[Extracted data entries]
======
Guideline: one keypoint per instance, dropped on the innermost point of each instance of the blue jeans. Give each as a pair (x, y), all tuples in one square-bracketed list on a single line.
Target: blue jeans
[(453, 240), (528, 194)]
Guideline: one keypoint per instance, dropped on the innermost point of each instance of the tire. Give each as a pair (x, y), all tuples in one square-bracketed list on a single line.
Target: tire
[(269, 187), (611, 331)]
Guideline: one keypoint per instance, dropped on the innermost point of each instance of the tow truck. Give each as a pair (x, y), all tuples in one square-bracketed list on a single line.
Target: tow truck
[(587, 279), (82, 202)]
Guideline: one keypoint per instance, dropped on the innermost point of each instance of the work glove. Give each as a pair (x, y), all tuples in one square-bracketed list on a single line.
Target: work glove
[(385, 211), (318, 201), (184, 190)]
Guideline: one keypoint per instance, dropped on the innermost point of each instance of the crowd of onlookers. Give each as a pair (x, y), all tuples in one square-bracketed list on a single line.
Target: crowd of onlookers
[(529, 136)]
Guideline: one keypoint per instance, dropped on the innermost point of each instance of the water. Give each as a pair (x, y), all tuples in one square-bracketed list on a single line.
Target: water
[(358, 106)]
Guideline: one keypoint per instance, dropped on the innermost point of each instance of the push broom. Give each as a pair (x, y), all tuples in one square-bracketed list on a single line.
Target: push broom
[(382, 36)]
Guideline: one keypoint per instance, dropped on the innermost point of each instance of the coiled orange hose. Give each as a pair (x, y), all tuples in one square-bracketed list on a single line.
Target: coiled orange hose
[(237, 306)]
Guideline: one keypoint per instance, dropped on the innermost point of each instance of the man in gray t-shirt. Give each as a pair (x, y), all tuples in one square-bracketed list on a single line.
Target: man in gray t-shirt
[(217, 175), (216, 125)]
======
**EXERCISE PROMPT**
Each of the lines above must appear again, unchanged.

**TASK OUTPUT**
Guideline: one keypoint per instance, dropped on the innermost point of each instance of the blue jeans. Give each as a pair (x, y), all tuples in one square-bracketed list on a single line.
Target: blue jeans
[(453, 240), (528, 194)]
Guideline: one keypoint per instance, dropped on the innermost point of each instance of the tire. Give each as a pair (x, y), all tuples in one square-bracketed list on a single line.
Target: tire
[(269, 187), (611, 331)]
Guideline: one keypoint per instance, dropped on the innermost point of each instance of the tow truck. Give each as a pair (x, y), all tuples in one square-bracketed list on a single line.
Target: tow truck
[(587, 279), (82, 202)]
Guideline: one keypoint per instance, dropped on the innermost point of each instance of the work glove. Give each as a pair (x, y), all tuples in one square-bracketed list on a single line.
Target: work glove
[(385, 211), (318, 201), (184, 190)]
Guideline: one keypoint per instance, dropped on the innermost point of each instance of the crowd of onlookers. Give each as a pair (x, y), all tuples in one square-bracketed list on a single line.
Target: crowd of onlookers
[(529, 136)]
Guideline: one keypoint per instance, dropped on the innermost point of each instance of the water. Give each as a pair (x, y), all tuples in one square-bracketed list on a single line.
Target: water
[(358, 106)]
Guideline: one keypoint per instance, dropped on the innermost point of each instance of the push broom. Give each as a pair (x, y), all tuples in one square-bracketed list on a single line.
Target: push broom
[(382, 36)]
Guideline: one keypoint per instance, dropped on the innermost point of each instance of the coiled orange hose. Give each as a pair (x, y), all tuples in one square-bracketed list on a single line.
Target: coiled orange hose
[(237, 306)]
Guideline: one keypoint per instance, dropped on the innermost point of each instance of the man in gray t-shirt. Give each as a pair (x, y), all tuples in one square-bracketed list on a single line.
Target: man in gray t-shirt
[(217, 175), (216, 125)]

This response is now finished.